The problem >>
Answer these questions from the piece below on the EPA's MACT rule:
(a) By up to what percentage have the technologies required by the rule sometimes cut emissions of hazardous air pollutants?
(b) In Kansas, how many facilities could increase their emissions, and by how many tons per year?
(c) How long can the rulemaking process take?

Selected extract >>

────────────────────

As the MACT policy is currently applied, once facilities are classified as major sources, they are permanently subject to it. This “once-in, always-in” rule has been extremely effective in protecting public health. The technologies it requires — scrubbers, filters and the like — have substantially reduced emissions of nearly 200 hazardous air pollutants, sometimes by as much as 95 percent.
Major sources whose emissions have dropped below the 10- or 25-ton limit could stop using MACT-mandated pollution control equipment and quit meeting MACT reporting requirements. While it is unlikely that facilities formerly designated as major sources would remove their pollution control devices, they could turn them off or run them at lower capacity to cut energy, operating and maintenance costs.
Bill Wehrum of the EPA’s Office of Air and Radiation claimed in a statement that repealing the rule would “will reduce the regulatory burden for industries and the states, while continuing to ensure stringent and effective controls on hazardous air pollutants.” In fact, the change would likely trigger a significant increase in air pollution by allowing facilities whose emissions are currently below the 10/25-ton threshold to increase them to those limits.
All told, 2,766 industrial facilities nationwide are subject to the MACT rule. Of these, 1,926 — more than two-thirds — emit less than 25 tons. The new guidance would enable them to collectively increase their toxic pollution by as much as 35,000 tons annually nationwide —a a 25 percent jump.
The Union of Concerned Scientists recently posted an interactive map on its website showing where these facilities are located and how much more pollution they could emit. Many of the worst-case scenarios are in 21 states that do not have their own air pollution regulations that could compensate for the absence of the once-in, always-in rule. They rely exclusively on federal air pollution standards.
Missouri and Kansas are among those 21 states. Without the MACT rule, 46 facilities in Missouri could increase their hazardous emissions by 791 tons per year— a 32 percent jump. In Kansas, 57 facilities could increase their emissions by 1,075 tons per year — a 54 percent jump. The 11 facilities in the Kansas City metro area, meanwhile, could double their annual toxic emissions, from 91 to 184 tons. Those include Bayer Crop Science, Phillips 66 Pipeline and Owens Corning.
Fortunately, the MACT rule change is not yet a done deal. The EPA plans to go through the rulemaking process to try to codify jettisoning this critical environmental safeguard. That can take 12 to 18 months and would require a public comment period, offering Kansas Citians a chance to weigh in. Beyond that, lawsuits by states and public interest groups also could slow down the process, if not scuttle it.
In the meantime, Kansas Citians should contact their representatives in Congress.
Elliott Negin is a senior writer at the Union of Concerned Scientists in Washington, D.C.

────────────────────

Extracted material >>

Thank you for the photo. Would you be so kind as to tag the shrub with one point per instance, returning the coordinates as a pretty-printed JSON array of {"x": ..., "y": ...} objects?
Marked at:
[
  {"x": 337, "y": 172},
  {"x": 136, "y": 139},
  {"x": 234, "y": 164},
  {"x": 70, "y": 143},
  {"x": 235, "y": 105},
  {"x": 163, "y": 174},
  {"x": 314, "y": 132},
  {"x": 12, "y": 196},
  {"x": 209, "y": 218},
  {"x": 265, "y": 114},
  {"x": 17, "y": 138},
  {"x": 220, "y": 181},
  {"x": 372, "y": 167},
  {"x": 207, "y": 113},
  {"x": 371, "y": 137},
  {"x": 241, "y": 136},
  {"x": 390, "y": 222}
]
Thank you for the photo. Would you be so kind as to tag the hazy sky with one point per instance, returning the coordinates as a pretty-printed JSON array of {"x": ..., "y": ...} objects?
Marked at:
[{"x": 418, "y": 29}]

────────────────────

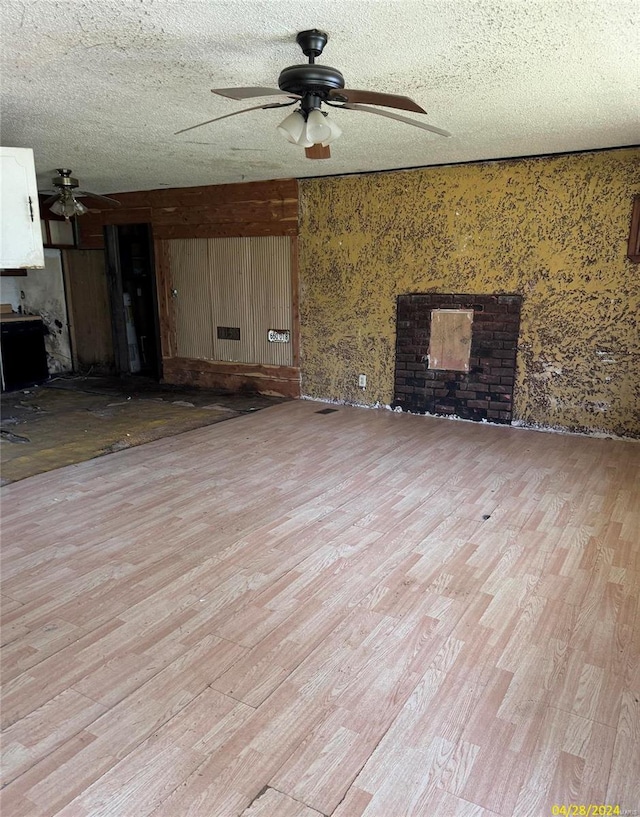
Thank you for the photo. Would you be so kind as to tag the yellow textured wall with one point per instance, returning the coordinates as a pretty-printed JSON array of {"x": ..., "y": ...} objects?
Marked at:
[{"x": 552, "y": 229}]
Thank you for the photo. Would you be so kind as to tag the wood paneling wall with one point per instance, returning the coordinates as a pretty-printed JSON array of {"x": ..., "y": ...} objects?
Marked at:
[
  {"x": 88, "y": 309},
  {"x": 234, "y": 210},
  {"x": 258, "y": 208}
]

────────────────────

Result >>
(a) As much as 95 percent.
(b) 57 facilities, by 1,075 tons per year.
(c) 12 to 18 months.